## Provided information

========

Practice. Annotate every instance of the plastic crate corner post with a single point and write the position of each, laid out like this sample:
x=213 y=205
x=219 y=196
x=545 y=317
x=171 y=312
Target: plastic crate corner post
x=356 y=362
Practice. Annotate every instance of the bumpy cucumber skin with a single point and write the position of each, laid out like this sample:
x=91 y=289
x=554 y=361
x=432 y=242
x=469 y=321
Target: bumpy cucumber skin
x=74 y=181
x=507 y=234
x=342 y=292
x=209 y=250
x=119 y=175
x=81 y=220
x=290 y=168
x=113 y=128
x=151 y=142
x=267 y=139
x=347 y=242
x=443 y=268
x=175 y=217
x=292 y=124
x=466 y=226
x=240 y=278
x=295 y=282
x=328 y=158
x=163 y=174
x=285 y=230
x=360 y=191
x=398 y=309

========

Which lines of the records hold the string "Annotate"? Copy each one.

## Exercise solution
Practice. Annotate every instance of the plastic crate corner post with a single point and write the position of each, laid out like this sample:
Practice. Annotate every instance of the bumpy cucumber skin with a single point and write the position of each, laid out like this sample:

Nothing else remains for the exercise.